I reflect on the words of Imam Ruhollah Mostafavi Moosavi Khomeini when he said albeit within the context of the Islamic Revolution of 1979 – “Don’t listen to those who speak of democracy.” As to why I choose to reflect on this leader’s advices as a South African is simply due to the fact that the Shah of Iran was the largest supplier of crude oil to the Apartheid regime. It was only once Imaam Khomeini lead the Islamic Revolution in 1979 that the Iran divested from Sasol. An active step to support the global efforts to liberate the People of this land from the tortures of Apartheid.

The concept of democracy is an ancient concept that dates as far back as 431-404 BC, to the funeral oration of Pericles. It was this oration that gave rise to the nucleus that would be democracy as we understand it today. Notably he said, that power would be in the hands of the people; equality before the law; life to be free in both public and private; obedience to the law; be tolerant and keep to the law. These were only some of the elements Pericles in his wisdom highlighted. However, it is my belief that the core elements such as power to the people; equality; freedom & privacy and the rule of law defines a democracy. It should be noted that the power in the hands of the people as per Pericles meant only males above the age of 20.

However, it became evident as democracy evolved, reflected in the works and thoughts of Niccolò di Bernardo dei Machiavelli, that democracy was not as wonderful as it was presented to be. His model of democracy excluded women, labourers and dependents.

A brief consultation of the history of democracy shows a duplicitous usage of the concept of equality. It therefore comes as no surprise, considering the discriminatory nature prevalent in early democracy, that women only obtained the right to vote in 1920 in the United States of America.

Fast forward to November of 2003 when George W. Bush gave a speech at the twentieth anniversary of the National Endowment for Democracy. He said:

“Sixty years of Western nations excusing and accommodating the lack of freedom in the Middle East did nothing to make us safe — because in the long run, stability cannot be purchased at the expense of liberty. As long as the Middle East remains a place where freedom does not flourish, it will remain a place of stagnation, resentment, and violence ready for export. And with the spread of weapons that can bring catastrophic harm to our country and to our friends, it would be reckless to accept the status quo.

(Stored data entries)
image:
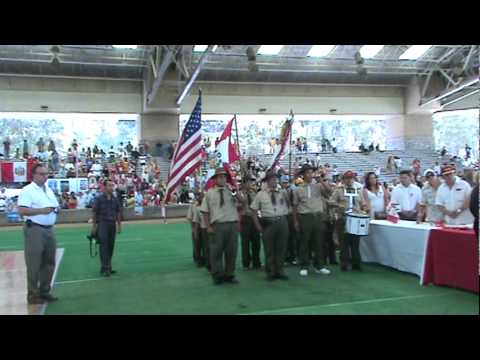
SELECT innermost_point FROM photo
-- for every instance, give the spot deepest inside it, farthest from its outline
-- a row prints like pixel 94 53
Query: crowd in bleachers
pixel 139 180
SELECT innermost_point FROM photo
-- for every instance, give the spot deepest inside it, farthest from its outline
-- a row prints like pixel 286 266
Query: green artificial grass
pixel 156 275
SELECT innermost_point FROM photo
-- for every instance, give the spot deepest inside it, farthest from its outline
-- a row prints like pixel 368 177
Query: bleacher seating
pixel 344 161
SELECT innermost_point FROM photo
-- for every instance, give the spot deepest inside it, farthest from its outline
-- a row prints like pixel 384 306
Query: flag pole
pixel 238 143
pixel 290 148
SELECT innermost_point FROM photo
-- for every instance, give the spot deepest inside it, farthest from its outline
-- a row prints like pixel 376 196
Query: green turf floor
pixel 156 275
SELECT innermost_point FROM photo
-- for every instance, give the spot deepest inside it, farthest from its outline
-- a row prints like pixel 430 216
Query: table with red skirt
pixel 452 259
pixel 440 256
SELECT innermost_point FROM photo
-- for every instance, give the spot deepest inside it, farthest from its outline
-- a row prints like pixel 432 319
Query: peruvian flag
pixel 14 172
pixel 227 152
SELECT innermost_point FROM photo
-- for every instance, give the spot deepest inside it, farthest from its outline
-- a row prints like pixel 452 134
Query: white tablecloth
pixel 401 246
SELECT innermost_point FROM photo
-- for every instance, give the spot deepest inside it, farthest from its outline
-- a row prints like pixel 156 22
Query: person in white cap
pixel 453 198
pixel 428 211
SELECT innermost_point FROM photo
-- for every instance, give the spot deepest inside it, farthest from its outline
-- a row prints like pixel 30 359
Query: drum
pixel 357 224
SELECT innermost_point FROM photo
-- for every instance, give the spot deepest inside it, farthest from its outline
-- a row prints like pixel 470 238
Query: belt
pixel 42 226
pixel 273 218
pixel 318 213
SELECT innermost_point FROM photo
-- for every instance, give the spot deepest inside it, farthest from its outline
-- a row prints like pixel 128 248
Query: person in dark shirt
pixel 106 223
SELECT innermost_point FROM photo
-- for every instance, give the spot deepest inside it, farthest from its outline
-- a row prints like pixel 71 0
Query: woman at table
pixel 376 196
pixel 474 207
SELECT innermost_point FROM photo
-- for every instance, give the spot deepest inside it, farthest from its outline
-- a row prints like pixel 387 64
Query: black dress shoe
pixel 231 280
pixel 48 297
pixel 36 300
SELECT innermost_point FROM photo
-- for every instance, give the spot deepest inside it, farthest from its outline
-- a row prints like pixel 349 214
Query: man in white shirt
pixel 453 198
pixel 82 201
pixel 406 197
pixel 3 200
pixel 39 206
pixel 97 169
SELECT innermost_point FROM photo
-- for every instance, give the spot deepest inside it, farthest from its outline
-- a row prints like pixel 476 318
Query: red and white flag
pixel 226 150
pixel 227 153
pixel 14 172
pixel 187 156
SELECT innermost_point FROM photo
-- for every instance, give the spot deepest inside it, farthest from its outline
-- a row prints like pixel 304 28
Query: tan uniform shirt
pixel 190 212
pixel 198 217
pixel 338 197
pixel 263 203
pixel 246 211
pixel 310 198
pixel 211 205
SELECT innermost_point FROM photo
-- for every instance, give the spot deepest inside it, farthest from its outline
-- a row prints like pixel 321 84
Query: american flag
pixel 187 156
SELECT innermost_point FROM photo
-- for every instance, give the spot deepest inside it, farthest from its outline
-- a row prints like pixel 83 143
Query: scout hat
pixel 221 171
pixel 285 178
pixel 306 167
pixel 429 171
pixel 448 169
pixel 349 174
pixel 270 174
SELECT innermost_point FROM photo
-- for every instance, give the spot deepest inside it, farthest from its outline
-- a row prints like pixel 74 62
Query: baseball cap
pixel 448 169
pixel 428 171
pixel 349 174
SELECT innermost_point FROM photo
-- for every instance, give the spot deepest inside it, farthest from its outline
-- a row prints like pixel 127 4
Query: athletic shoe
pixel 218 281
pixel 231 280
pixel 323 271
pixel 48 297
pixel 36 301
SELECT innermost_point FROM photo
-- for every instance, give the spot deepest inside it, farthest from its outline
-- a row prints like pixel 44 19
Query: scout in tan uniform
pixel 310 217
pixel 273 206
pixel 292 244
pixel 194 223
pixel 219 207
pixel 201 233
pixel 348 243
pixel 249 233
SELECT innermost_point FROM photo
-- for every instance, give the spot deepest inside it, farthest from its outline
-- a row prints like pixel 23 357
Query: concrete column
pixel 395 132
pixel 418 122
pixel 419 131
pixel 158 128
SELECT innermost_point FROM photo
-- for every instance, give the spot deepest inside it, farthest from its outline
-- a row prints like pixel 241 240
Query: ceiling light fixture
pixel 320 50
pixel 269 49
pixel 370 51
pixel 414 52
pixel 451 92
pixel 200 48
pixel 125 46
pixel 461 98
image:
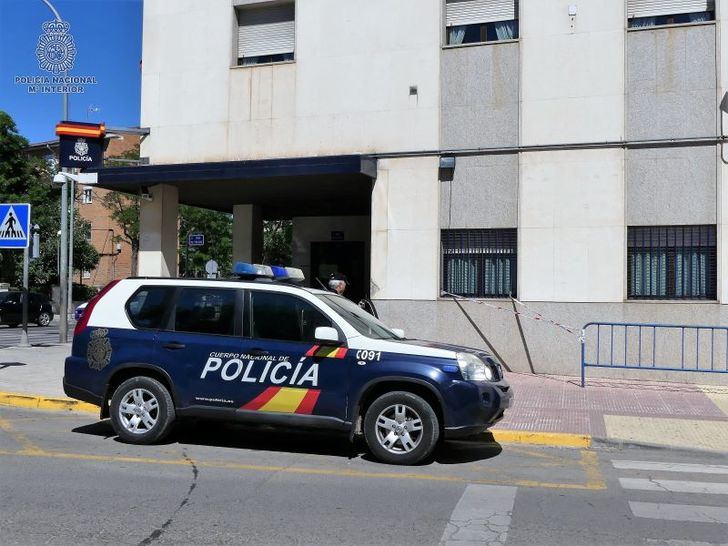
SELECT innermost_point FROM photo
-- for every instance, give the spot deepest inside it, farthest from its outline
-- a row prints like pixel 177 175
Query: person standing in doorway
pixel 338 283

=== Aim ===
According to the text on democracy, whom did Pericles mean by "the people" when he placed power in their hands? The data above has no connection to the text on democracy.

=== Output ===
Only males above the age of 20.